──────── EXERCISE INPUTS

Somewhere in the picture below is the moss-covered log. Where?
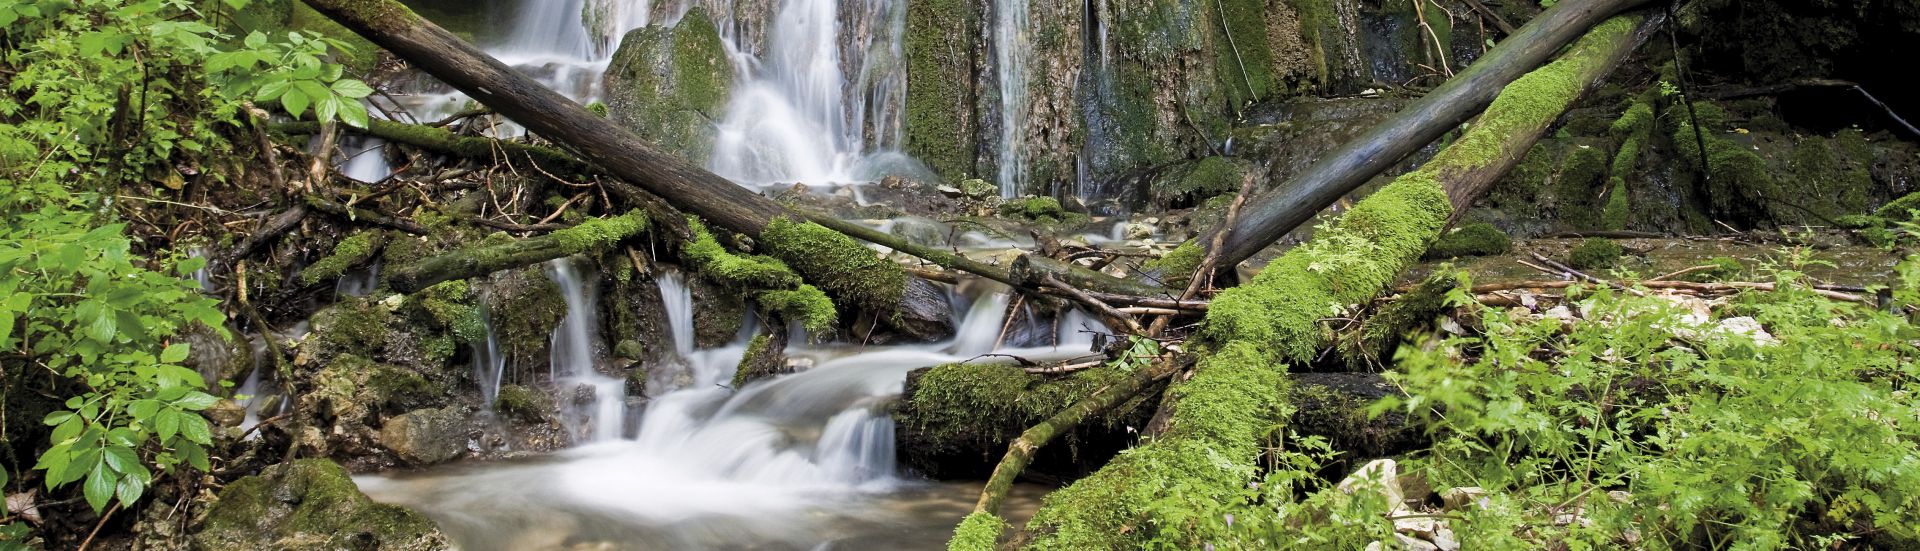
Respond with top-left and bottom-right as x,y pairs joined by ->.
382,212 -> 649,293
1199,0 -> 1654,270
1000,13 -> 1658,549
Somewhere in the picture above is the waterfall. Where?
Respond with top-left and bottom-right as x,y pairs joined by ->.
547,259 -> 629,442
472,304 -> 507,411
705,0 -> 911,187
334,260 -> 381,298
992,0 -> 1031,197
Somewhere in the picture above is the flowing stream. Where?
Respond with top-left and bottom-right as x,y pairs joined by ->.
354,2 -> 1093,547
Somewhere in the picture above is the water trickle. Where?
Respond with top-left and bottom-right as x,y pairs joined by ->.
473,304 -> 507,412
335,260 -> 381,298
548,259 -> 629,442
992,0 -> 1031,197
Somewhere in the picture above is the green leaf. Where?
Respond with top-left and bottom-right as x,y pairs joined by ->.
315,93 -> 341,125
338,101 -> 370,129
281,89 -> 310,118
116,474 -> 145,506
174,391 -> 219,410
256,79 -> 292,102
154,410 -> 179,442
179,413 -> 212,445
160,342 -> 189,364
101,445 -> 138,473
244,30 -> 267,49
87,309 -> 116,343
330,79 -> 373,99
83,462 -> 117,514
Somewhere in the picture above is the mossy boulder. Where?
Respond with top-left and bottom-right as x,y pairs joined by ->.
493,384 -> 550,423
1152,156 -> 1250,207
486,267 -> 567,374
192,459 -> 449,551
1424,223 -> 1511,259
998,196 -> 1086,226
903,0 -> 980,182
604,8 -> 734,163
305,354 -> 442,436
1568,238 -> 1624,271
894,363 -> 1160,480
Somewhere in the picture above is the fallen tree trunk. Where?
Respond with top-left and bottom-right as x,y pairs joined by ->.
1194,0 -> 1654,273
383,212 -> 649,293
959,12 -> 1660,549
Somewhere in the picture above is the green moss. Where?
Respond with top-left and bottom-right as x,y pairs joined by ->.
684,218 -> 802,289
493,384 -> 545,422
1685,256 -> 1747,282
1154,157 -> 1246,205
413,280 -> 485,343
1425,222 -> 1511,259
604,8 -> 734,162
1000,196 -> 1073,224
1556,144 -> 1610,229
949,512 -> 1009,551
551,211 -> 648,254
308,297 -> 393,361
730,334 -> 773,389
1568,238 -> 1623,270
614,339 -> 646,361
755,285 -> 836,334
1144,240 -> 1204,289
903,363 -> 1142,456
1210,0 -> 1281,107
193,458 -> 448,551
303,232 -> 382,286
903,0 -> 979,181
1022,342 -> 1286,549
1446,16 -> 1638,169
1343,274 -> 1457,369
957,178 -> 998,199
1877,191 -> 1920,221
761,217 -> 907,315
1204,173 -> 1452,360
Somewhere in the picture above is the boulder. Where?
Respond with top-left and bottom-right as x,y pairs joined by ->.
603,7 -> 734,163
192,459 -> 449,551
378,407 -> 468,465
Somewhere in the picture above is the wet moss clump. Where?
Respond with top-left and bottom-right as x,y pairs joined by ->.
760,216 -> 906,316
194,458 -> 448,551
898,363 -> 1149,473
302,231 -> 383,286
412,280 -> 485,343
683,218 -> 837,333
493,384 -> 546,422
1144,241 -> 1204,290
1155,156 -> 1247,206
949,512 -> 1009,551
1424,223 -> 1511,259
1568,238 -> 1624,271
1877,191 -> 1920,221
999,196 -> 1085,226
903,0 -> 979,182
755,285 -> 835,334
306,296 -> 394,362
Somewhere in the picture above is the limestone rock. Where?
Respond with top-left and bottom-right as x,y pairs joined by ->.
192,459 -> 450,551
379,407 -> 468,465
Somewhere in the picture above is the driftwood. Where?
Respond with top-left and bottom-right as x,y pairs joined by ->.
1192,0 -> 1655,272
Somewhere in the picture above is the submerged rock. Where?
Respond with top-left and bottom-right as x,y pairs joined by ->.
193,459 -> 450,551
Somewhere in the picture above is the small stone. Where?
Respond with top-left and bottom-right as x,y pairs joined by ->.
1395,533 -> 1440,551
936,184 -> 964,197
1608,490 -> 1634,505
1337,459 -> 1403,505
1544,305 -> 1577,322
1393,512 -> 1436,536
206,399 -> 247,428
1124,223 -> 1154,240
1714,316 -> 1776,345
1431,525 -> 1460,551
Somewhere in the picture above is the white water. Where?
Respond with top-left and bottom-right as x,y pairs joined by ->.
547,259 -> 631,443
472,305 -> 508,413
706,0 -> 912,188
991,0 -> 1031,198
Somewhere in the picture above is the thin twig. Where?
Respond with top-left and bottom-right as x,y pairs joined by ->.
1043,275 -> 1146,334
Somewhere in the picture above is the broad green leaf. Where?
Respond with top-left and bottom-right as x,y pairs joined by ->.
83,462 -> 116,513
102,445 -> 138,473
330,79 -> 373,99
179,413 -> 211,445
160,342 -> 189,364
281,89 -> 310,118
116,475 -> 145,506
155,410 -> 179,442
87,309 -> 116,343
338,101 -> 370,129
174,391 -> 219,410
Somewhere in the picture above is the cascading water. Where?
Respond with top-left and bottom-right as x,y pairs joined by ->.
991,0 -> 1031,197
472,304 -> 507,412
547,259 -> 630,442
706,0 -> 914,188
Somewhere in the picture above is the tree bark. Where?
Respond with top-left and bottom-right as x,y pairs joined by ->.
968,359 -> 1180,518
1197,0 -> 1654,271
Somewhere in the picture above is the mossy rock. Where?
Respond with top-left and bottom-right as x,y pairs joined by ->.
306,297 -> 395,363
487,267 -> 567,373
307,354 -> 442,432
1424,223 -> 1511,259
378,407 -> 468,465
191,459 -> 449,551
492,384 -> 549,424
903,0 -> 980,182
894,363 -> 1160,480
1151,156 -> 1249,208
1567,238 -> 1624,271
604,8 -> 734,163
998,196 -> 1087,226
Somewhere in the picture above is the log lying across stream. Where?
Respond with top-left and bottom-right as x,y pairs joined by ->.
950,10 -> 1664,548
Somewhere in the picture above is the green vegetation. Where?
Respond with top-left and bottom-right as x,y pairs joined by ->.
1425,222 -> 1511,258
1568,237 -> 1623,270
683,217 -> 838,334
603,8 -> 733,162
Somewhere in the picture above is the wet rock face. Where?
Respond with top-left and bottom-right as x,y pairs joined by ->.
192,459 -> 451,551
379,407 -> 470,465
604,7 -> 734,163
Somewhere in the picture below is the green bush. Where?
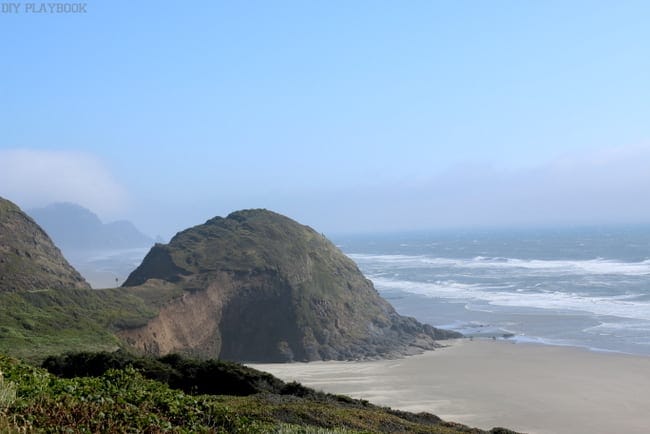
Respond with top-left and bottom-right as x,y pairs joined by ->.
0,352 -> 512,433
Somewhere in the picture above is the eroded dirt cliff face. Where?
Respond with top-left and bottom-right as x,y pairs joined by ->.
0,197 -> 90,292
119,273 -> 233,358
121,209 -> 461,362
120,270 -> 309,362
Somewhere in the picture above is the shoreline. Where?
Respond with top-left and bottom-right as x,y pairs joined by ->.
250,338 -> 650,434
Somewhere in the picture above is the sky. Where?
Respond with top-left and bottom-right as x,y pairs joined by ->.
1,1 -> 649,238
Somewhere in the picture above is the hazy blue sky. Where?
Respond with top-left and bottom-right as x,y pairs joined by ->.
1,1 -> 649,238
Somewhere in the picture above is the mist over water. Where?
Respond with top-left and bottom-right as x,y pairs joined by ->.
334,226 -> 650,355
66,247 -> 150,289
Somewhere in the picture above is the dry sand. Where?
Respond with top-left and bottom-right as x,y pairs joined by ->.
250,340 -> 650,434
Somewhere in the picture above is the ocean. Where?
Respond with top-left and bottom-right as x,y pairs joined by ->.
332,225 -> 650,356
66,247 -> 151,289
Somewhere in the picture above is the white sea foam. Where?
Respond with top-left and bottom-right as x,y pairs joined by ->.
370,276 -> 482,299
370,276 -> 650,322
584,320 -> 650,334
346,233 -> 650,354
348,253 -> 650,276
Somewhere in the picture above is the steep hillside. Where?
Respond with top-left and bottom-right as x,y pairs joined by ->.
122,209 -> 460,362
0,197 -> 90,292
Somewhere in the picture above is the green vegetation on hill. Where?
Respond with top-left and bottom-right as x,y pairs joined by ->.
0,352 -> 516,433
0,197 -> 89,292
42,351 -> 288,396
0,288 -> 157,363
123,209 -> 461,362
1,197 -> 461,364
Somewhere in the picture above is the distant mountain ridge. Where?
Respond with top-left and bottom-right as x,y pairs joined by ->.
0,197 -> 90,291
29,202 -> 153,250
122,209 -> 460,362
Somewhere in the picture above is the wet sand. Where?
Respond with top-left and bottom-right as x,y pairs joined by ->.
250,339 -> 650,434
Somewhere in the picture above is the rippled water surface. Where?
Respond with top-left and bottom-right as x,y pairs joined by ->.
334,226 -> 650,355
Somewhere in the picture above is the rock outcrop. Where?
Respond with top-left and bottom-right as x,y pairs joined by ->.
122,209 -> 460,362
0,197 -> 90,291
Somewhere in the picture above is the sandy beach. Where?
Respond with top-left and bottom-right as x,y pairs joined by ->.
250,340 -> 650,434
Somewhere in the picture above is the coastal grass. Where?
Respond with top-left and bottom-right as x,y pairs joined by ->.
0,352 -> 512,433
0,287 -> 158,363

────────────────

> **REQUIRED ACTION**: Word for word, repeat the lines above from the one with "Somewhere in the picture above is the wet rock" through the one with "Somewhere in the picture above is the eroded", and nothing beyond them. Omit the pictures.

> **OUTPUT**:
Somewhere in the picture above is the wet rock face. Where?
Respond with top-left and bottom-right as x,y pairs joined by ->.
192,459 -> 451,551
379,407 -> 470,465
604,7 -> 734,163
Somewhere in the picture below is the green bush. Where?
Respond with top-left and bottom-right as x,y pairs joined by ->.
0,352 -> 512,433
Somewhere in the picture above is the eroded dirt cliff face. Where?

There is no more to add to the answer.